Your assignment: Reproduce nothing beyond the line containing "Might you point out the black". From the first line of the data below down to it, copy each line exactly, without the pictures.

Input for this task:

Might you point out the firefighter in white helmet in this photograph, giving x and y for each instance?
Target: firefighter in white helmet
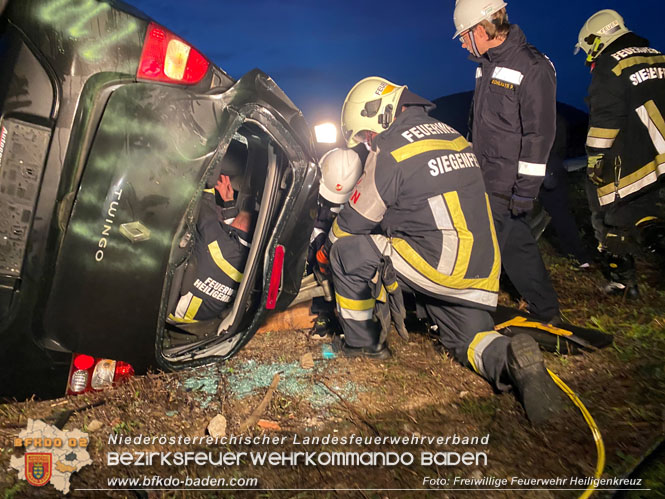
(340, 170)
(625, 145)
(513, 128)
(419, 219)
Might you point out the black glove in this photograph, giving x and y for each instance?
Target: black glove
(594, 169)
(322, 260)
(520, 205)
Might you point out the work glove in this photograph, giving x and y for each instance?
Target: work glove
(389, 301)
(594, 169)
(520, 205)
(323, 261)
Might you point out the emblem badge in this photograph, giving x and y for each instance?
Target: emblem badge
(38, 468)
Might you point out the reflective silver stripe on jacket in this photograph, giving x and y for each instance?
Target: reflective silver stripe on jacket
(532, 169)
(651, 117)
(366, 199)
(450, 238)
(475, 351)
(405, 269)
(508, 75)
(601, 138)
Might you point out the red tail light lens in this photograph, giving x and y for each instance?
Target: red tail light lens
(275, 277)
(169, 59)
(123, 370)
(90, 374)
(83, 362)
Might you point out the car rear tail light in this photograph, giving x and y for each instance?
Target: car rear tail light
(88, 373)
(169, 59)
(275, 277)
(103, 374)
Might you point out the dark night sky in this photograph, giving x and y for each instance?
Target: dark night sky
(316, 51)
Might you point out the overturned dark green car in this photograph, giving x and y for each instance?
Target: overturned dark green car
(111, 126)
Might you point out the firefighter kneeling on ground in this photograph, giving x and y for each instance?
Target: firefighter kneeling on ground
(419, 219)
(625, 146)
(340, 170)
(215, 270)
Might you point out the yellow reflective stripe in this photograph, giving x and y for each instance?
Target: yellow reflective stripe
(193, 308)
(351, 304)
(422, 146)
(603, 133)
(181, 320)
(457, 279)
(222, 263)
(645, 219)
(464, 236)
(337, 232)
(655, 116)
(524, 322)
(636, 176)
(634, 61)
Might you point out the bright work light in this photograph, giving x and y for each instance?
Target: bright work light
(326, 133)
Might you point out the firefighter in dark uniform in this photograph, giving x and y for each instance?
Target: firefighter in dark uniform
(514, 109)
(420, 210)
(340, 170)
(218, 260)
(625, 145)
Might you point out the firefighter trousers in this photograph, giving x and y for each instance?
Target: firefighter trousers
(466, 332)
(521, 260)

Completed exercise:
Might you point out the firefighter in white helmet in this photograph, giving x and y for each instance?
Target: firefighter in white helmet
(340, 170)
(625, 145)
(513, 128)
(419, 219)
Might you point out the black glove in this photograph, giving x and y for each instance?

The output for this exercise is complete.